Andree Geulen: Gerechte unter den Völkern mit 100 gestorben

Während der nationalsozialistischen Herrschaft hat die Lehrerin Andree Geulen in ihrer belgischen Heimat mehreren hundert Kindern das Leben gerettet. Nun ist die als Gerechte unter den Völkern Geehrte mit 100 Jahren verstorben, wie die „New York Times“ berichtet.

Andree Geulen
AP/Sebastian Scheiner

Die damals erst 20-jährige Geulen wurde während der deutschen Besatzung Belgiens zum ersten Mal mit der Verfolgung der Jüdinnen und Juden konfrontiert, als einige ihrer Schülerinnen und Schüler mit dem obligatorischen gelben Stern an der Kleidung in der Schule erschienen. Sie entschloss sich, dass all ihre Schützlinge Schürzen tragen mussten, um die Sterne zu verdecken.

Kinder in Klöster und Familien gebracht

Später beteiligte sie sich im Rahmen der jüdischen Geheimorganisation Comite de Defence des Juif an zahlreichen Rettungsaktionen. Als Nichtjüdin mit Deutschkenntnissen war sie beauftragt, die Kinder in ihre Verstecke bei christlichen Familien oder in Klöstern zu bringen. Dabei geriet sie häufig in gefährliche Situationen – mehrere ihrer Mitstreiterinnen wurden gefangen genommen und teils ermordet.

ZEILEN:

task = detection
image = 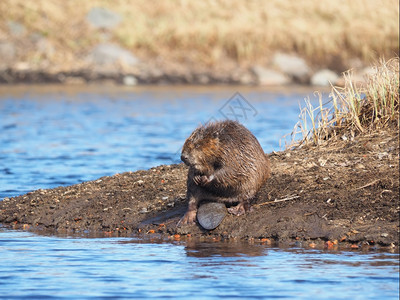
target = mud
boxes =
[0,131,400,249]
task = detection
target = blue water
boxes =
[0,231,399,300]
[0,87,312,199]
[0,86,399,299]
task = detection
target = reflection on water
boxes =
[0,229,399,299]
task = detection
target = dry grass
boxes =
[291,57,399,146]
[0,0,399,66]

AUFGABEN ZUR ÜBUNG:
a) Was mussten laut dem Artikel über Andree Geulen alle ihre Schützlinge tragen, und zu welchem Zweck?
b) Setze den Artikel über Andree Geulen nach seinem letzten Satz fort.
Die Zeilen werden für die Bearbeitung nicht benötigt.

ANTWORTEN JE AUFGABE:
a) Sie mussten Schürzen tragen, um die gelben Sterne zu verdecken.

b)
Später schätzte Geulen, dass sie vom Herbst 1942 bis zur Befreiung Belgiens durch die Alliierten zwischen 300 und 400 Babys, Kinder und Jugendliche verstecken konnte. Nach dem Krieg bemühte sie sich, die Kinder wieder mit ihren Eltern oder Verwandten zusammenzubringen, so diese überlebt hatten.

Ehrentitel für lebensrettenden Einsatz

1989 wurde Geulen als Gerechte unter den Völkern anerkannt. Dieser Ehrentitel wurde seit 1948 von Israel an nicht jüdische Einzelpersonen verliehen, die unter der nationalsozialistischen Herrschaft ihr Leben einsetzten, um als jüdisch verfolgte Menschen vor der Ermordung zu retten.

Die spätere Sozialarbeiterin trat regelmäßig auf, um die Erinnerung an die Schoah und den belgischen Widerstand in Erinnerung zu halten.